### REQUIRED ACTION A
Which people does the news commentary name in full? List every one of them.
### REQUIRED ACTION B
Do these statements agree with the news commentary? Answer yes or no for each, and quote the deciding words: (i) Chile's constitutional court approved the law on August 21. (ii) Chile's 1931 health code banned abortion completely. (iii) Zakia Soman opposed the Indian Supreme Court's decision.
### REQUIRED ACTION C
In the news commentary, rewrite the passage starting with "Appositely, Bachelet is" and going on through "draconian blanket ban.", substituting "harsh" for "draconian".

### PROVIDED TEXT
==*==
On August 27, the New York Post carried a photo of Floyd Mayweather knocking out Conor McGregor. This was followed by a story on the outrage generated by a firefighter’s comments, “What Are You Smoking?” Even Hurricane Harvey that has devastated Houston only made it to the bottom of the page.

Headlines across most of the world are similarly unedifying. Yet this has turned out to be a significant week for many reasons. On August 21, Chile’s constitutional court approved a law that partially lifts the country’s ban on abortion. In this Catholic country, the new law decriminalizes abortion in three cases: when the mother’s life is at risk, when pregnancy is the result of rape, and when the fetus has a fatal defect. In 1989, General Augusto Pinochet’s military dictatorship outlawed abortion completely in the twilight of its reign. President Michelle Bachelet, the first woman to be elected to Chile’s top job, championed the new law rolling back Pinochet’s decree.

Appositely, Bachelet is the daughter of a dissident general who died after torture in Pinochet’s prison. She celebrated the court decision to approve Chile’s new law that takes the clock back to 1931. That year, Bachelet’s country adopted a new health code, which approved abortion in limited circumstances until Pinochet brought in his draconian blanket ban.

On the other side of the world, the Indian Supreme Court suspended the “triple talaq” law that allowed Muslim men to instantly divorce their wives by simply uttering the word “talaq” three times. Zakia Soman, the co-founder of the Indian Muslim Women’s Movement, hailed the decision. She was part of the legal battle to end this oppressive practice. In an article at Fair Observer, Bushra Tariq, a young female lawyer of Indian Muslim origin, explained the significance of the decision and rightly argued that it marks not the end, but the beginning of a long-drawn struggle for equality by Indian Muslim women.
==*==
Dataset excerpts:
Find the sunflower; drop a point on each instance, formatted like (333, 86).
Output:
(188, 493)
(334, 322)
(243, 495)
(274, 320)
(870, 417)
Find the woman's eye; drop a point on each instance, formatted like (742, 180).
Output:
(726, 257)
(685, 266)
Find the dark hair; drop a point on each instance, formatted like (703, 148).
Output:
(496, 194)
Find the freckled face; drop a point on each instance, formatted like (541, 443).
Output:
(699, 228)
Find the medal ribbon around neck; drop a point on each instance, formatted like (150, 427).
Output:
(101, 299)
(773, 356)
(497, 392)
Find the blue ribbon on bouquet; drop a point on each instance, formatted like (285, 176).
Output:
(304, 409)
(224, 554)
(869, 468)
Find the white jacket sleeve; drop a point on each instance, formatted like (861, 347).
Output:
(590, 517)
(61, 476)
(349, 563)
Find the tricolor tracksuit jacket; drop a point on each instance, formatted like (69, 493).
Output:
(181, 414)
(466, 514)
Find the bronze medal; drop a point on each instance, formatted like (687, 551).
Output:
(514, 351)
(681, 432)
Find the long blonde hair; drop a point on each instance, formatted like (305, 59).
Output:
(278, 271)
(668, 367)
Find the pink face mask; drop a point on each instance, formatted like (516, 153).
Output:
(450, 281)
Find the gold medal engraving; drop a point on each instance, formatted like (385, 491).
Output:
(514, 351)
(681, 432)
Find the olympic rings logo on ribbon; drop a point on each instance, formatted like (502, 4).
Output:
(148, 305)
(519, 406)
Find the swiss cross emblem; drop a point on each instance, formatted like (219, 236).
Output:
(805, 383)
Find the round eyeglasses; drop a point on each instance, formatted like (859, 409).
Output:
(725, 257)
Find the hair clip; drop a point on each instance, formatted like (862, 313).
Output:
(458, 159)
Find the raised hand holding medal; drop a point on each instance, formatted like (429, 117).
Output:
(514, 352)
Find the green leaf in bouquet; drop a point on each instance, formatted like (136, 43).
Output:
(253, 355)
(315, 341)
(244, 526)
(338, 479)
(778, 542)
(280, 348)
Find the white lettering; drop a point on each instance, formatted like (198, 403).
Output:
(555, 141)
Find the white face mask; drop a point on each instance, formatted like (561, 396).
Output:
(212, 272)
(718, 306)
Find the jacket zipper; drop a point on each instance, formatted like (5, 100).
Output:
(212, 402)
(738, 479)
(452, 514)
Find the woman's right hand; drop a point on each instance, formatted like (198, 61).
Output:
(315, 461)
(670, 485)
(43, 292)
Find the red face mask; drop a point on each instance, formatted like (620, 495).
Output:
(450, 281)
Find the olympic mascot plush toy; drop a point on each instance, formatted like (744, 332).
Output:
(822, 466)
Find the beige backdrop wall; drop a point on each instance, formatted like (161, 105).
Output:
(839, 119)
==*==
### ANSWER AREA A
Floyd Mayweather, Conor McGregor, Augusto Pinochet, Michelle Bachelet, Zakia Soman, Bushra Tariq

### ANSWER AREA B
(i) Yes: "On August 21, Chile’s constitutional court approved a law that partially lifts the country’s ban on abortion."
(ii) No: "which approved abortion in limited circumstances"
(iii) No: "Zakia Soman, the co-founder of the Indian Muslim Women’s Movement, hailed the decision."

### ANSWER AREA C
Appositely, Bachelet is the daughter of a dissident general who died after torture in Pinochet’s prison. She celebrated the court decision to approve Chile’s new law that takes the clock back to 1931. That year, Bachelet’s country adopted a new health code, which approved abortion in limited circumstances until Pinochet brought in his harsh blanket ban.